## Provided passage:
▼
API company The SMS Works has been tracking the progress of the UK’s privacy and information rights regulator since 2018. Last year it revealed that, since 2015, around £7 million, or 42% of the monetary total, remained unpaid.

The latest findings reveal that the ICO has only managed to collect one more of the 47 outstanding fines issued up to July 2019 — related to Facebook’s Cambridge Analytica scandal. This means £6.6 million, or over 39% of total fines, are still outstanding.

What’s more, the regulator hasn’t been much good at collecting more recent fines, despite telling The SMS Works last year that it would be stepping up its efforts with the help of debt collection agencies.

Of the 21 fines handed out between Jan 2019 and August 2020, only nine have been paid, the FOI data revealed. That means 68% of the monetary value of fines issued during this time remains outstanding.
▲
## Provided material:
▼
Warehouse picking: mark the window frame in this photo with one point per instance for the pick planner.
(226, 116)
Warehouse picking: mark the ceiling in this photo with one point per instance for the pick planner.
▲
## Work to complete:
1. List every percentage that appears in the passage on unpaid ICO fines.
2. According to the passage on unpaid ICO fines, how many of the 21 fines handed out between Jan 2019 and August 2020 have been paid?

## Full answers:
1. 42%, over 39%, 68%

2. Nine of them have been paid.